*What the task requires*: Pick out every line in the records below that contains the word "throw". Copy each of those lines in full.

━━━━━━━━━━

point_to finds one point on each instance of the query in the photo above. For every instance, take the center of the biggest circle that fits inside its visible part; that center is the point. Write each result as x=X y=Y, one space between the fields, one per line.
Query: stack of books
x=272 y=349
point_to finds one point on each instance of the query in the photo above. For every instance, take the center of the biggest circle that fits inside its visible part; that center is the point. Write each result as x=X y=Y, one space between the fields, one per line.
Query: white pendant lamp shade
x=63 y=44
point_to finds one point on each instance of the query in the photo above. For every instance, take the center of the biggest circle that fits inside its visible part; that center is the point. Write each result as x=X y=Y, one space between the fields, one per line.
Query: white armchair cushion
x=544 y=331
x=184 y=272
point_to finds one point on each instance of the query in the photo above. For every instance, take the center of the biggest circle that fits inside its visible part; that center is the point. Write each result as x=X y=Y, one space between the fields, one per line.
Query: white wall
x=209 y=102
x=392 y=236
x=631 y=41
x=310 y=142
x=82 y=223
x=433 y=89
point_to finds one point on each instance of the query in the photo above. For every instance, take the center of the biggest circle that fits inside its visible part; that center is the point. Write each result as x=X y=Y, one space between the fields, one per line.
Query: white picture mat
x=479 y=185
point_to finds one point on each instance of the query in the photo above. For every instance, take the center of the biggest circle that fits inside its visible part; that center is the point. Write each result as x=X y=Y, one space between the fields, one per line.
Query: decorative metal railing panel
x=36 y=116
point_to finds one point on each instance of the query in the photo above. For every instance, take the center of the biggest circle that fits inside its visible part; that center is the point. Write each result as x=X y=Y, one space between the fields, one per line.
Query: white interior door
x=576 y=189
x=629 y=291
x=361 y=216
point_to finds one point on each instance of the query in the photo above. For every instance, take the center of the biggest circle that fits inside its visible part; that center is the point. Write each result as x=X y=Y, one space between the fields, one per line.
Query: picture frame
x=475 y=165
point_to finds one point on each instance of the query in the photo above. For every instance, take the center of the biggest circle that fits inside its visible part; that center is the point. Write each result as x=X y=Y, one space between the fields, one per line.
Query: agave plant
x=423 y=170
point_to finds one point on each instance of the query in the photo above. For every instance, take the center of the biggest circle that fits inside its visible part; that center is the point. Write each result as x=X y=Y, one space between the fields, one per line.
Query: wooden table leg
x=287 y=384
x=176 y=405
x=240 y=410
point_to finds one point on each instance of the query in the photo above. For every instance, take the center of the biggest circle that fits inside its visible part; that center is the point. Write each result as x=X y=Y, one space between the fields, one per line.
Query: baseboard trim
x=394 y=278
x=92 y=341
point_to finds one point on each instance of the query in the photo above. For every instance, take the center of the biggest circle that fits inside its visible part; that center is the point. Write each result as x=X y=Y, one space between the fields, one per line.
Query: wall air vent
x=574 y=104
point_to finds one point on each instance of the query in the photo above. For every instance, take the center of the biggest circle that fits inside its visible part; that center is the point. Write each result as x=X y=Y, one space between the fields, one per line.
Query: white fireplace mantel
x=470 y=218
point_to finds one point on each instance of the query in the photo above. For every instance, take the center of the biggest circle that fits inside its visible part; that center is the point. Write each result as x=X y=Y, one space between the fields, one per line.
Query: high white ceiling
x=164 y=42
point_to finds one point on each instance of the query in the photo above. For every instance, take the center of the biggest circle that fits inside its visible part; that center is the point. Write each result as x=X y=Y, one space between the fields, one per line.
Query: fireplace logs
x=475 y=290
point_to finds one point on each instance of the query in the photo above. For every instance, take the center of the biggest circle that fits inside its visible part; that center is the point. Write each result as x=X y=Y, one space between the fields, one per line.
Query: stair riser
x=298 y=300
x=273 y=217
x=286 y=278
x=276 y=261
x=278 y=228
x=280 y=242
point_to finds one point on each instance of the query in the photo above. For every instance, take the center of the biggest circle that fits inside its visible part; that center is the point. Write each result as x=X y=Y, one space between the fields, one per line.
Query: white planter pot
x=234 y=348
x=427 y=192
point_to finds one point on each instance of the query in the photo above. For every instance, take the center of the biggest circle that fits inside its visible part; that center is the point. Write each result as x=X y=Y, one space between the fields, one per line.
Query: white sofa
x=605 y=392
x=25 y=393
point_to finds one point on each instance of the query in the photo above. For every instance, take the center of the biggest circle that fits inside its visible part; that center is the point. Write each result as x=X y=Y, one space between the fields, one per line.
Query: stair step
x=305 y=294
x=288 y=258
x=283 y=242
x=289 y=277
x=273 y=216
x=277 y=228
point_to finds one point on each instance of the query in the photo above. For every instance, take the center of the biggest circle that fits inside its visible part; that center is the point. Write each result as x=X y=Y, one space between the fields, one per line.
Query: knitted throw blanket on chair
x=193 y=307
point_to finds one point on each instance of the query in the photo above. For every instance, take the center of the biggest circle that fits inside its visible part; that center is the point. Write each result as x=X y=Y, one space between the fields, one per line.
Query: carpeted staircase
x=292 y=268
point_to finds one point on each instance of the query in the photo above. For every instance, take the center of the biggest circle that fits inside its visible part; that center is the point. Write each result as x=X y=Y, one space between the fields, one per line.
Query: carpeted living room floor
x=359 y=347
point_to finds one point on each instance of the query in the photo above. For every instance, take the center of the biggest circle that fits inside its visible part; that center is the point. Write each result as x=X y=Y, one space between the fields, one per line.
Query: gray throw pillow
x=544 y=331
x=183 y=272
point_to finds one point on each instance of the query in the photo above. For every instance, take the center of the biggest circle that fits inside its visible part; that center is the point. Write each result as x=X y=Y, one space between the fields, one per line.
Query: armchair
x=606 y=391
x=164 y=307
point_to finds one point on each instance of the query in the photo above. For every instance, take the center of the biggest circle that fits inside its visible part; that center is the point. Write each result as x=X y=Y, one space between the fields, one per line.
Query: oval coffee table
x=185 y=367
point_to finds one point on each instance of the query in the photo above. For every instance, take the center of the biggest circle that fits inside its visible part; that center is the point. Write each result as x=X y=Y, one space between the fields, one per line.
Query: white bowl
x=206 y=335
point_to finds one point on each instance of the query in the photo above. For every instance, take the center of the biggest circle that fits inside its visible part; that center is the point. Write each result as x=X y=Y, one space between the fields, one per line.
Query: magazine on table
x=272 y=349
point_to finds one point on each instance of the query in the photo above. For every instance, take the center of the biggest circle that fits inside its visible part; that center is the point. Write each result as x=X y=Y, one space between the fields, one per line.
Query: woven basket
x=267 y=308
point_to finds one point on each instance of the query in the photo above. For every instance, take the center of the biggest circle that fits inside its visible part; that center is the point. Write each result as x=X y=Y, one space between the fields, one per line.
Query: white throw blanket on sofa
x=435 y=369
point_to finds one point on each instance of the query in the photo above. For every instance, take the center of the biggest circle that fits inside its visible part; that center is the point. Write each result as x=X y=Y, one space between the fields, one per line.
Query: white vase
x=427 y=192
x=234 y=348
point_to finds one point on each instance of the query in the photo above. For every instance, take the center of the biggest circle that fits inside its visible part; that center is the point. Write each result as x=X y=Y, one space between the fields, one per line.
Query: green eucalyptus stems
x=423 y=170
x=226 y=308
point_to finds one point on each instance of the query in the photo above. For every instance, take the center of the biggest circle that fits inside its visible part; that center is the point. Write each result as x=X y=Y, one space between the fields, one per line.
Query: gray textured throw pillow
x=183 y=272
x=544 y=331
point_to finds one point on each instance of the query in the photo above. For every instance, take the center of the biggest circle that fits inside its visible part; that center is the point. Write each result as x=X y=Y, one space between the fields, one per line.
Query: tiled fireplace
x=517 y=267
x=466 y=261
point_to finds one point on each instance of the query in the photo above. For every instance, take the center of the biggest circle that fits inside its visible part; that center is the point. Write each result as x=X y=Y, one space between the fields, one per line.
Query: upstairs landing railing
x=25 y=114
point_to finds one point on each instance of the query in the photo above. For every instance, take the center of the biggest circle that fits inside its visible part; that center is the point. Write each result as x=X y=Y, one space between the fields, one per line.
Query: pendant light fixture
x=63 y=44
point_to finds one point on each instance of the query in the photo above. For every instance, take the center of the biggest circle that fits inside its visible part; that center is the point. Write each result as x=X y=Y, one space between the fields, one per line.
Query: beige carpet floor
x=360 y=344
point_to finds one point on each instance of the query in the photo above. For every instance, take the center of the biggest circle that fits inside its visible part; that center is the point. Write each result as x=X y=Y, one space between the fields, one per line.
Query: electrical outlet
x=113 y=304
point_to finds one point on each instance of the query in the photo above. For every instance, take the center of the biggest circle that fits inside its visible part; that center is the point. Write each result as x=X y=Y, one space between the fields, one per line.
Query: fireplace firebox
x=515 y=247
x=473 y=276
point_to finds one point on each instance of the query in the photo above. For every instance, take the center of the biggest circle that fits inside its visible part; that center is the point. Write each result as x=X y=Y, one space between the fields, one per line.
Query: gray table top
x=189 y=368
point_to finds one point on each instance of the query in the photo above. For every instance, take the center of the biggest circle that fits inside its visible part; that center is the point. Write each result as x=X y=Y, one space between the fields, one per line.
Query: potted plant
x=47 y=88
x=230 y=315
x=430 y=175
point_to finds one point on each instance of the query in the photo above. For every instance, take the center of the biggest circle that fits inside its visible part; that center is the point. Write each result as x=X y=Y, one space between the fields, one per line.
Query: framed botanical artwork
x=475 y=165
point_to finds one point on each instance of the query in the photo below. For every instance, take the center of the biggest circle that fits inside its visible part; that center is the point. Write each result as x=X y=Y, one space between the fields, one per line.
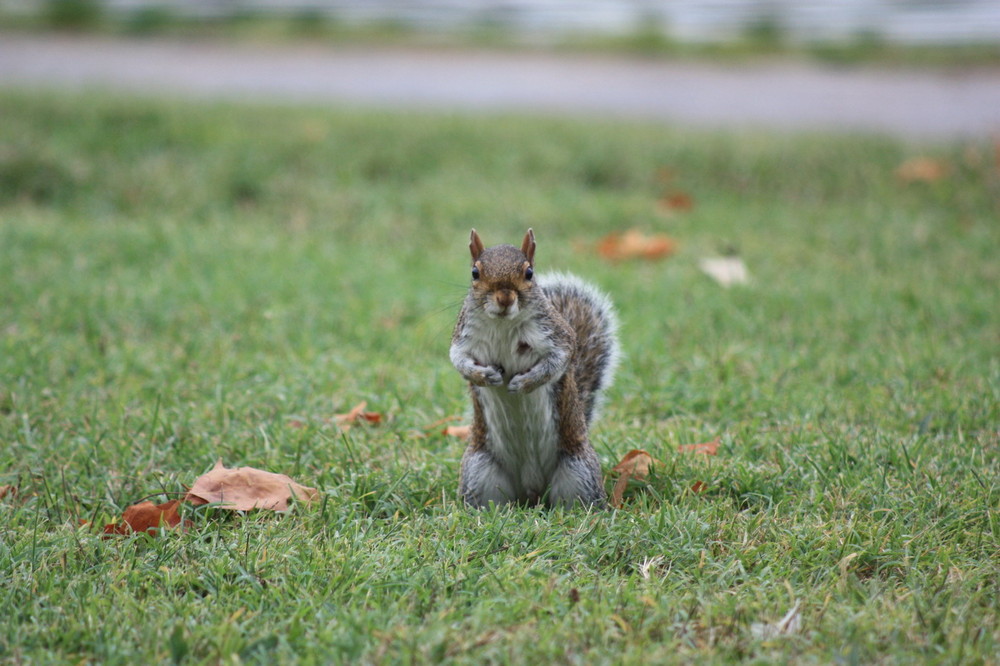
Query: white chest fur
x=521 y=427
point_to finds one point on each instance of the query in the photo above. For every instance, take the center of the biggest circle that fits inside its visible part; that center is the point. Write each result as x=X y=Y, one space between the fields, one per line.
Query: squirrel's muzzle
x=505 y=298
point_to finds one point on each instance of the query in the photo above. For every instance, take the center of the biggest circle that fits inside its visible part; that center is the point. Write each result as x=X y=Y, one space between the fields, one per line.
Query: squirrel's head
x=502 y=276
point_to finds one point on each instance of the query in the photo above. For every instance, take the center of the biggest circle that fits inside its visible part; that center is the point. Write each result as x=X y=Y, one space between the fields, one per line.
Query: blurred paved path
x=785 y=96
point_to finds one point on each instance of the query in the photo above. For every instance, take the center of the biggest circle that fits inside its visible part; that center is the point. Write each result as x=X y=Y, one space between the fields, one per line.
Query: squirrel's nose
x=505 y=298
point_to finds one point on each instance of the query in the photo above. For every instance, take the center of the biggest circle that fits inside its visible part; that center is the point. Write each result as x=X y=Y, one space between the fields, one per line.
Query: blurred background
x=649 y=24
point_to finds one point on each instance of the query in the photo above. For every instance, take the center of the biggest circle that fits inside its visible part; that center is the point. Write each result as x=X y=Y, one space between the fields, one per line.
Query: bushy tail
x=592 y=317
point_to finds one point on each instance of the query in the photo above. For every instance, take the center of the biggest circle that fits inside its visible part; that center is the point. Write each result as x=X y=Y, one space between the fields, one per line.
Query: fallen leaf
x=922 y=170
x=634 y=465
x=665 y=175
x=357 y=413
x=247 y=488
x=462 y=432
x=146 y=517
x=708 y=448
x=677 y=201
x=790 y=624
x=727 y=271
x=440 y=422
x=634 y=244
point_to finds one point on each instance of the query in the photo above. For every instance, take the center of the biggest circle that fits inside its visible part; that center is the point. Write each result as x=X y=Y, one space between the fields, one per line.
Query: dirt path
x=784 y=96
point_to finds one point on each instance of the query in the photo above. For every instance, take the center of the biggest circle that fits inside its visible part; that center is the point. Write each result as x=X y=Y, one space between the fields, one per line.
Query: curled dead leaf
x=462 y=432
x=247 y=488
x=146 y=517
x=634 y=465
x=790 y=624
x=708 y=448
x=357 y=413
x=922 y=170
x=634 y=244
x=676 y=201
x=727 y=271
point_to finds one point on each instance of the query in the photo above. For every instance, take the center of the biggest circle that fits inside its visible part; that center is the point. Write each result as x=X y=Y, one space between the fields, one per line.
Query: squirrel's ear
x=475 y=246
x=528 y=246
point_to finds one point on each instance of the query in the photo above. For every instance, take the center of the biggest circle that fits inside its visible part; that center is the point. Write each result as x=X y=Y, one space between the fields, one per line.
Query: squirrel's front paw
x=486 y=375
x=523 y=383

━━━━━━━━━━

*Written answer*:
Query: knitted throw blanket on chair
Query: gray throw pillow
Query: white throw blanket on sofa
Query: gray textured throw pillow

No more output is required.